Page text:
Under the Social Security Act (Act), a disabled individual may receive SSI benefits if his income and resources do not exceed certain annual limits. See Act § 1611(a); 42 U.S.C. § 1382(a). The Act itself does not define “resources” but instead provides a list of items that are excepted from resource counting. See Act § 1613(a); 42 U.S.C. § 1382b(a). The Commissioner, pursuant to the authority granted under 42 U.S.C. § 1302, promulgated regulations that further define resources. In particular, 20 C.F.R. § 416.1201(a) provides that resources include “any real or personal property interest that an individual . . . owns and could convert to cash to be used for his or her support and maintenance.” The rule further states that “[i]f the individual has the right, authority or power to liquidate the property, or his or her share of the property, it is considered a resource. If the property right cannot be liquidated, the property will not be considered a resource of the individual . . . .” 20 C.F.R. § 416.1201(a)(1).
In this case, Corey’s membership interest in the LLC is partially predicated on a capital contribution made on his behalf under the Uniform Transfer to Minors Act. Such transfers of money or property to a minor are irrevocable but remain under the care of a custodian until the minor reaches the age of majority – in Maine that age is 18. See Chapter 32, Section 1671, Termination of Custodianship. Under POMS SI 01120.205, “the minor does not have the right to liquidate property until he or she reaches the age of majority established by State law.” Further, “[i]n the month the minor attains the age of majority under applicable State law, all UTMA property becomes available to him or her and is subject to income counting. The UTMA property becomes subject to resource counting the following month.” Id. Since Corey is now an adult, he has the authority to liquidate UTMA property. The question now becomes whether Corey has the ability to liquidate his LLC share under Maine law and the Agreement that it governs.

Directions:
[a] Turn the paragraph of the SSI resources passage that begins "In this case, Corey's membership interest" into a short bulleted list that keeps its main facts.
[b] Write the next paragraph of the SSI resources passage, picking up after its last sentence.

Extracted data:

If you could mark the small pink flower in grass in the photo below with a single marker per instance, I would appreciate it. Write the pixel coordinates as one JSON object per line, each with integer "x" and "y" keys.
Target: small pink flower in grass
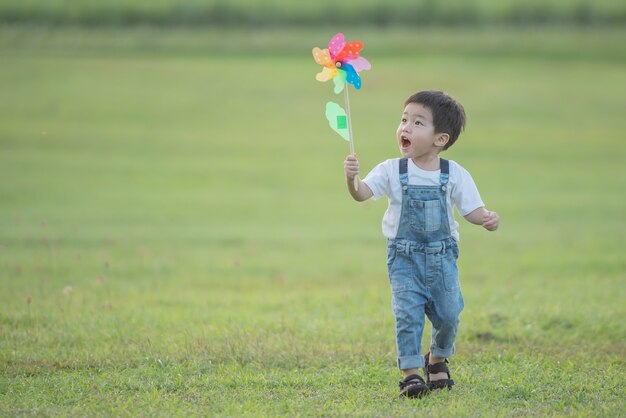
{"x": 29, "y": 299}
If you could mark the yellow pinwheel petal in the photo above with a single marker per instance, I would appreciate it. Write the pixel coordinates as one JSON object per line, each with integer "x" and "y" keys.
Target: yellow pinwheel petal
{"x": 322, "y": 57}
{"x": 326, "y": 74}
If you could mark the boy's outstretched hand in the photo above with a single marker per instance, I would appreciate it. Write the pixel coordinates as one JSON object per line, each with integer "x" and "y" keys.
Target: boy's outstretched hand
{"x": 491, "y": 221}
{"x": 351, "y": 169}
{"x": 351, "y": 166}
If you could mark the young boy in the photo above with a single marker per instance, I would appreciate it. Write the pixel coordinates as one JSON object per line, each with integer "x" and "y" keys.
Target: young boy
{"x": 422, "y": 234}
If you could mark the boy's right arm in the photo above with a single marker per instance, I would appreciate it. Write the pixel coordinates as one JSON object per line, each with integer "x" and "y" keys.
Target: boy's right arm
{"x": 351, "y": 169}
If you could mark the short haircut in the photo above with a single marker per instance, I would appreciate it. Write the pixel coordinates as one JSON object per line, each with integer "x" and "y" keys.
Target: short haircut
{"x": 448, "y": 114}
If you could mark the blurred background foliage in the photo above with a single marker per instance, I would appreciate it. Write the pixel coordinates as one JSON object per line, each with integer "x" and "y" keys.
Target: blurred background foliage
{"x": 289, "y": 13}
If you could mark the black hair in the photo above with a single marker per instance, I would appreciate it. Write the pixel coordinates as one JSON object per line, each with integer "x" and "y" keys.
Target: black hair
{"x": 448, "y": 114}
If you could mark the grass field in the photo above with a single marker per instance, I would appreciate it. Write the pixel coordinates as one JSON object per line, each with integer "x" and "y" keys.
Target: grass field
{"x": 176, "y": 237}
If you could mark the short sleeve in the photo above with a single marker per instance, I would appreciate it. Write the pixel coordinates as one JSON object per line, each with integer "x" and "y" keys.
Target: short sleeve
{"x": 378, "y": 180}
{"x": 465, "y": 194}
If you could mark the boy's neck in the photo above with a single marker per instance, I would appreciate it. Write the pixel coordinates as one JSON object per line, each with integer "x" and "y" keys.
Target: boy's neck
{"x": 429, "y": 162}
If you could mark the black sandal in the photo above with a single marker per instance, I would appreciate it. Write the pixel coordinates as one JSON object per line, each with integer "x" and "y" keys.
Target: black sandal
{"x": 413, "y": 386}
{"x": 437, "y": 368}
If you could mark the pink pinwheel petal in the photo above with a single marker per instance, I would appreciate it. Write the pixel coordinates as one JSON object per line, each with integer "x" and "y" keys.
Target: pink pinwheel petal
{"x": 359, "y": 63}
{"x": 339, "y": 81}
{"x": 336, "y": 44}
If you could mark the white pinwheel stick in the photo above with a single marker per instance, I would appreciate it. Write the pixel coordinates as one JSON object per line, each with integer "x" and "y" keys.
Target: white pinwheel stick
{"x": 351, "y": 140}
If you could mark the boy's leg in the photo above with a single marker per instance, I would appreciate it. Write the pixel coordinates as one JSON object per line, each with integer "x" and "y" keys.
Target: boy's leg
{"x": 444, "y": 308}
{"x": 408, "y": 310}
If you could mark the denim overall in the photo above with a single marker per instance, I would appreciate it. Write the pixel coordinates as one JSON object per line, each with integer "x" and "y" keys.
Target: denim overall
{"x": 421, "y": 261}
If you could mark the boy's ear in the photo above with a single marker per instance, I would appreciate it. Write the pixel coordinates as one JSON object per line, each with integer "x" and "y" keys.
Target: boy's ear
{"x": 442, "y": 139}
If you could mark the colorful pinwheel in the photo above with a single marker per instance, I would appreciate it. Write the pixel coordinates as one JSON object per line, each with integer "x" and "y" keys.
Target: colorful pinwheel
{"x": 341, "y": 62}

Task-by-task outputs:
[a]
- Corey's membership interest in the LLC rests partly on a capital contribution made for him under the Uniform Transfer to Minors Act (UTMA).
- Such transfers to a minor can't be undone, but the money or property stays with a custodian until the minor reaches the age of majority. In Maine that age is 18 (Chapter 32, Section 1671).
- Under POMS SI 01120.205, a minor can't liquidate the property before that age. In the month the minor reaches it, all UTMA property becomes available and counts as income. It counts as a resource starting the next month.
- Corey is now an adult, so he has the authority to liquidate UTMA property.
- The remaining question is whether Corey can liquidate his LLC share under Maine law and the Agreement that it governs.

[b]
In this case, the State of Maine does not restrict Corey’s ability to transfer his interest in the LLC. See Maine Revised Statutes, Title 31, Section 1572 (stating “A transfer, in whole or in part, of a transferable interest [in an LLC]: . . . is permissible.”).
The Agreement itself provides some restrictions on transfers but does not prohibit them outright. For instance, in Article XI, Section 1 provides that a member may assign, sell, pledge, encumber, or dispose of all or any portion of his membership interest to: 1) remaining members in equal shares; 2) an affiliate of such member, or 3) to another individual if he first obtains the consent of holders of 75% of the interests in the Company or written agreement by all of the members. See Attachment 1 at 19. Section 2 prohibits transfer if it would result in a termination of the company. Id. at 19-20. Article VIII, Section 6 of the Agreement also acknowledges a member’s ability to transfer his interest, providing that “[i]n the event of a sale or exchange of some or all of a Member’s Interest in the Company, the Capital Account of the Transferring Member shall become the Capital Account of the Assignee, to the extent it relates to the portion of the Interest Transferred.” Id. at 17. Although the Agreement limits the circumstances in which Corey’s beneficial interest may be sold, he still retains the authority to liquidate his share of the property.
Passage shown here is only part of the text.